:: Task instructions ::
Retype each entry below exactly. Do not carry any image over.

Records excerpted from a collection
-- Opening Marker --

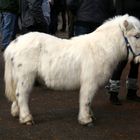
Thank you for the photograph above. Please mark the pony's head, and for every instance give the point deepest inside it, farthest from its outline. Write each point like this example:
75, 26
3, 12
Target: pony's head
130, 27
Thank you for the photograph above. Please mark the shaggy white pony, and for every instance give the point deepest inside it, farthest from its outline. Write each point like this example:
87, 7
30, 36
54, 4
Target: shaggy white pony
85, 62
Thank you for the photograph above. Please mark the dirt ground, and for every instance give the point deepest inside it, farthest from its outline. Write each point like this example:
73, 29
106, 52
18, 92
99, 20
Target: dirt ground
55, 115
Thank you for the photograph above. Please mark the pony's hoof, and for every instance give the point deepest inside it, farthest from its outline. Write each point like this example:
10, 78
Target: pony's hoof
30, 123
90, 125
28, 120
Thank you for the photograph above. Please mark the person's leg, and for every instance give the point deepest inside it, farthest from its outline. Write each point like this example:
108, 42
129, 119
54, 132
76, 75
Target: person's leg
132, 82
80, 30
114, 83
8, 28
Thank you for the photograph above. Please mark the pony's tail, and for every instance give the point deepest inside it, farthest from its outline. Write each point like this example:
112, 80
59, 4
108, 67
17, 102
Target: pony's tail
10, 83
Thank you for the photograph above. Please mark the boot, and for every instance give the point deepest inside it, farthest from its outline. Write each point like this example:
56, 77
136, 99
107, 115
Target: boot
131, 95
114, 98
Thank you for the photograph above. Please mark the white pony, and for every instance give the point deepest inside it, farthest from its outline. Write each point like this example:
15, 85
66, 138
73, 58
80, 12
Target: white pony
85, 62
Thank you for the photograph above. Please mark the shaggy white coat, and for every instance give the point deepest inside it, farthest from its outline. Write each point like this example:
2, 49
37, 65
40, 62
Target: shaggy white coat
85, 62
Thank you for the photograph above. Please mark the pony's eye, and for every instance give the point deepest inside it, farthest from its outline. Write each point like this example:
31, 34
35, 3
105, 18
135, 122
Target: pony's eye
137, 36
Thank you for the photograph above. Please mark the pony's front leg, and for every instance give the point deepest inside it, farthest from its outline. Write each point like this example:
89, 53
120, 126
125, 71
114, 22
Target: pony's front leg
22, 95
85, 113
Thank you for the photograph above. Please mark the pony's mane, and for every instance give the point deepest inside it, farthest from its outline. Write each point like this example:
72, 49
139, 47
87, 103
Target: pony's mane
119, 20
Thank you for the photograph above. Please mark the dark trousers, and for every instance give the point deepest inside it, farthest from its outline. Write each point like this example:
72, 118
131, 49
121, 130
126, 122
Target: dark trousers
118, 71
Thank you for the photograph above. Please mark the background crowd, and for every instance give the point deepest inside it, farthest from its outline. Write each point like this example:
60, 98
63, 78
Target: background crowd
83, 16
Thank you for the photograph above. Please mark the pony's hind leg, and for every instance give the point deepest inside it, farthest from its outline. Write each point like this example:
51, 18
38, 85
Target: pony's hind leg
24, 86
15, 109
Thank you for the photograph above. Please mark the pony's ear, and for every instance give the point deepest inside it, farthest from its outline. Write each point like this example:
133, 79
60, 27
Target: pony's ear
127, 25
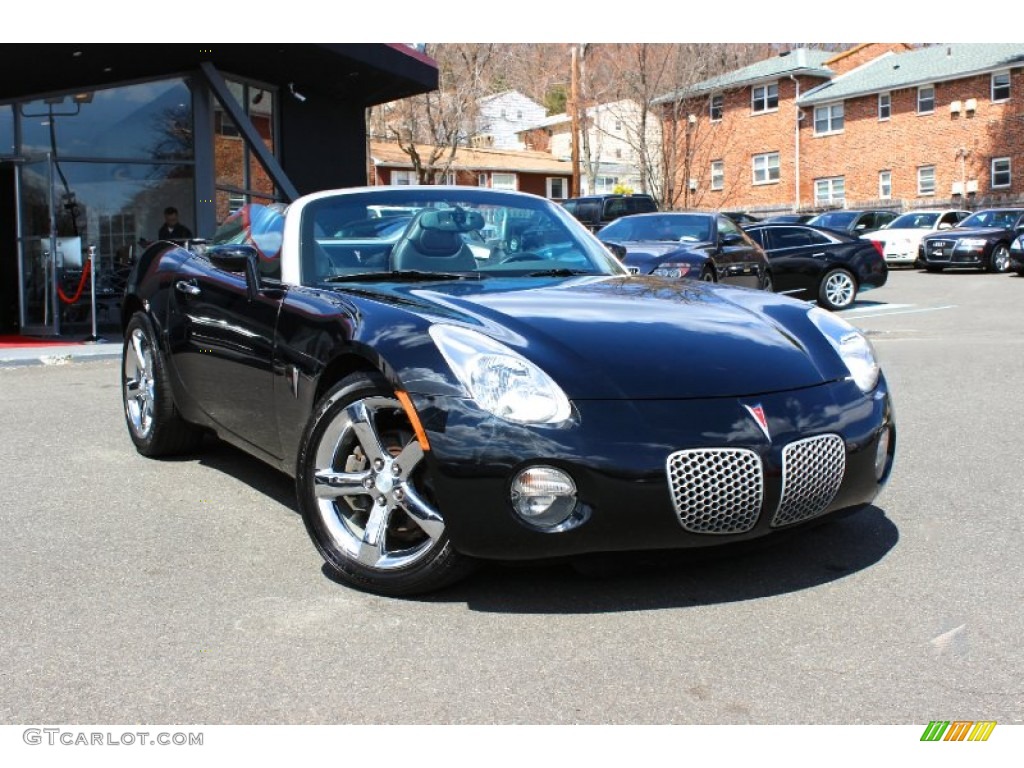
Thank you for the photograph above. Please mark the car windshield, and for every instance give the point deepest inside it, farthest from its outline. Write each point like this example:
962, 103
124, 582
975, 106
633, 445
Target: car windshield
914, 221
675, 227
837, 220
443, 230
1003, 219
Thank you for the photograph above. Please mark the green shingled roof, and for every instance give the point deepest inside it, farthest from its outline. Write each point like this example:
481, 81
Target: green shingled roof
930, 65
799, 60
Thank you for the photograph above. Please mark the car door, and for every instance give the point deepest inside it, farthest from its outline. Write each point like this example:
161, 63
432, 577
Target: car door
221, 340
798, 256
737, 255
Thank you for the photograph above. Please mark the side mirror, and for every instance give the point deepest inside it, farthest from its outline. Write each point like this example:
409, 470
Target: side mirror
616, 248
240, 259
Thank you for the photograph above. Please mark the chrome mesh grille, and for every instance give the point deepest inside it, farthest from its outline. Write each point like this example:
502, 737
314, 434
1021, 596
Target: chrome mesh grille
812, 472
716, 491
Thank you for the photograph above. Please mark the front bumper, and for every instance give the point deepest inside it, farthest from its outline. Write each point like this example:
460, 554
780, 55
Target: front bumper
617, 454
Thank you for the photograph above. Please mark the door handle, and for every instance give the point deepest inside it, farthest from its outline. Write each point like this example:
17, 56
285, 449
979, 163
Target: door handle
188, 289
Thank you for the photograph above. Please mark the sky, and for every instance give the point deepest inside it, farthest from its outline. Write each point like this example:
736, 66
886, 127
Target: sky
521, 20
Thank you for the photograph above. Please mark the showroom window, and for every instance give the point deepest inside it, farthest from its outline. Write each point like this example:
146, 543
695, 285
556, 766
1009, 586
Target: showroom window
1000, 86
926, 179
766, 168
885, 105
1000, 172
828, 119
829, 189
926, 99
764, 97
885, 184
718, 174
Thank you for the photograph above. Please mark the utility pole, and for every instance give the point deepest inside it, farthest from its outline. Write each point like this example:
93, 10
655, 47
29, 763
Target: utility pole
574, 114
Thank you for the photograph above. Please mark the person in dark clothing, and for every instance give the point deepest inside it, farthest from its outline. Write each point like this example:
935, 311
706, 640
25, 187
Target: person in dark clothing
172, 228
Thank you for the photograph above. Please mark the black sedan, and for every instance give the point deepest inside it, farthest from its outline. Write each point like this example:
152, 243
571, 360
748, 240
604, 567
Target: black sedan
437, 409
700, 246
822, 265
853, 222
981, 241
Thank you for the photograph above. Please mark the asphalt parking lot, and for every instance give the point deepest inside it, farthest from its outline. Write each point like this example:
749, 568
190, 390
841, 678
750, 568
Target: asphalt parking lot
136, 591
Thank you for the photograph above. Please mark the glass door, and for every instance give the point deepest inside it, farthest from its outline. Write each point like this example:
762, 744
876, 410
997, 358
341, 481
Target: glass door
40, 313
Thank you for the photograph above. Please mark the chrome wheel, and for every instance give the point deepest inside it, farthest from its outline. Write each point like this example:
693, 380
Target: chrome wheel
138, 383
1000, 259
838, 290
364, 480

-- Closing Marker --

:: Written solution ::
Thank you for the photograph above. Please mark the pony's head, and for every instance give the point deepest inside it, farthest from its outline. Write each point like this example:
75, 26
3, 12
Target: pony's head
130, 27
Thank you for the photograph above. Please mark the shaggy white pony, and for every instance give the point deepest inside it, farthest from its outline. Write each point like this example:
87, 7
30, 36
54, 4
Target: shaggy white pony
85, 62
Thank you for the photograph above. Please mark the dirt ground, and for every instance give the point deepest inside it, farthest from its outline. Write each point like this example:
73, 29
106, 52
18, 92
99, 20
Target: dirt ground
55, 115
Thank you for the photograph above. Please mark the pony's hoof, and for every instance give the point deepest inside it, farthest from its outline. Write each point like this example:
10, 78
Target: pony's hoof
30, 123
90, 125
28, 120
Thank you for the photograph above. Please mark the person's leg, and for every instance give the point deepest inside it, farthest from its outline. Write each point like this example:
108, 42
129, 119
54, 132
76, 75
Target: person's leg
132, 82
80, 30
114, 83
8, 28
Thank you for the photograph above. Please mark the pony's tail, and for every instance give the point deepest inside it, farthest from its outline. Write each point like this example:
112, 80
59, 4
108, 67
17, 102
Target: pony's tail
10, 83
Thank you for the photograph above. Please mark the boot, and for every instance give the point deepest inside it, farthest from its outline. Write each point like this example:
56, 77
136, 99
107, 115
Target: boot
131, 95
114, 98
Thank you for the photograph above. Please mark the white pony, and for every instance give the point deepest inside it, farthest from its outline. Write each point like this example:
15, 85
66, 138
73, 58
80, 12
Target: white pony
85, 62
Thank you for the photograph above. Please mark the shaggy white coat, and for every instance give the point deepest inside it, farthest from its outline. Write each point like this example:
2, 49
37, 65
40, 62
Target: shaggy white coat
85, 62
Thank you for the photograph above. Please mark the pony's eye, and for every instance give the point deepest inside it, farthest from its outline. Write each point like this example:
31, 34
35, 3
105, 18
135, 122
Target: pony's eye
137, 36
Thank you for the photograph above. Please mark the pony's front leg, and for every instance give the point deepest inside it, farthest from its outline. Write each point like this example:
89, 53
120, 126
125, 71
114, 22
Target: pony's front leg
22, 95
85, 113
Thank you for the photograph above. Please mark the pony's mane, and for every instance give the point deepest inside it, farthest from its outline. Write each point like this example:
72, 49
139, 47
87, 103
Target: pony's mane
119, 20
Thank you for the photograph above. Please mark the dark trousers, and for every instance give the point deepest inside it, farthest from its outline. Write each point like this example:
72, 118
131, 49
121, 130
126, 122
Target: dark trousers
118, 71
Thank you for the photograph above. Please mark the background crowd, and for every instance give the point deepest inside it, farthest from its outline. Write each point like this example:
60, 98
63, 78
Target: background crowd
83, 16
Thank you for the photograph above. Please mark the pony's hind leg, and for every instance give the point deepest inside it, farthest from its outline. Write each point like this example:
51, 18
38, 85
Target: pony's hind leg
24, 86
15, 109
Thank you for the photograph above. Please mark the pony's ear, and for every instance give the point deepest inside it, farthest from its outline. Write each point like this example:
133, 79
60, 27
Target: pony's ear
127, 25
Thank you for the photograph above. Please mark the car windshield, and for every instance give the point deepest inside it, farthest from its outline. Write each point like this example:
962, 103
124, 582
975, 106
633, 445
Target: car windshield
914, 221
675, 227
837, 220
443, 230
1003, 219
Thank you for the photograph above. Please mark the green shingled roof, and for every instance give the point deepest inside it, farthest from its outline. Write each point like this example:
481, 81
Target: green shingled roof
930, 65
799, 60
Thank you for the photograph above. Please mark the car door, and for every instance give the point deepest inside it, farthest from its outline. Write each point like this example:
161, 63
432, 577
Target: car door
221, 340
798, 256
737, 255
Thank you for the photograph above. Please mark the side mirror, and for every instance give the point deepest inside it, farthest from its outline. Write each point like this example:
409, 470
Target: side mirror
616, 248
240, 259
Thank you for the photograph above. Please mark the chrome mesh grille, and for every instance give the point deepest inside it, farthest from its outline. Write each point like this example:
502, 737
314, 434
1021, 596
Target: chrome mesh grille
812, 472
716, 491
Thank you for the photograph above. Please mark the front bumper, and for every instance give the point deepest inside it, farthest from its outline. Write each point like this example:
460, 554
780, 55
Target: front bumper
617, 454
Thank you for the photograph above. Please mark the door handle, and for every instance give the point deepest inside it, farthest from its outline. Write each point like this example:
17, 56
285, 449
979, 163
Target: door handle
188, 289
Thank you for the photograph above. Please mark the sky, and for every instance give the point deepest inside it, farthest from its outline. Write each point like this example:
736, 66
886, 127
Target: sky
521, 20
Thank you for the photograph above. Please mark the showroom window, and for every instance give the point deepest inside it, farthest from its outline. Write each point like this example:
146, 543
695, 285
556, 766
1009, 586
Target: showroom window
1000, 86
926, 179
766, 168
885, 105
1000, 172
828, 119
829, 189
926, 99
764, 97
885, 184
718, 174
Thank you for the photograph above. Please mark the utility pole, and for every instance give the point deepest inside it, farthest from its outline. Write each point like this example:
93, 10
655, 47
29, 763
Target: utility pole
574, 114
Thank you for the photograph above. Please mark the person in dark clothing, and for every instance give the point deepest inside it, farthest from its outline. Write each point like this example:
935, 311
706, 640
25, 187
Target: person in dark clothing
172, 228
Thank you for the photograph above. Please mark the black sedan, and for every instance give the point deepest inside it, farthest from its outline. Write each point like this example:
152, 243
571, 360
748, 240
604, 567
Target: black sedan
437, 409
700, 246
822, 265
853, 222
981, 241
Thank you for the photograph above. Please mark the asphalt parking lot, and for every instance give the point deepest inside it, farthest from its outline. Write each point like this example:
749, 568
190, 390
841, 678
750, 568
Target: asphalt parking lot
136, 591
Thank you for the photograph above. Please mark the glass door, and for every instance give the point deepest inside it, farthest from its outline. Write each point like this example:
762, 744
876, 410
997, 358
341, 481
Target: glass door
40, 313
Thank you for the photograph above. Please mark the chrome wheel, and for every instance give the point deepest inside it, farthest from its outline. Write each point like this example:
693, 380
Target: chrome wheel
138, 383
1000, 259
838, 290
364, 480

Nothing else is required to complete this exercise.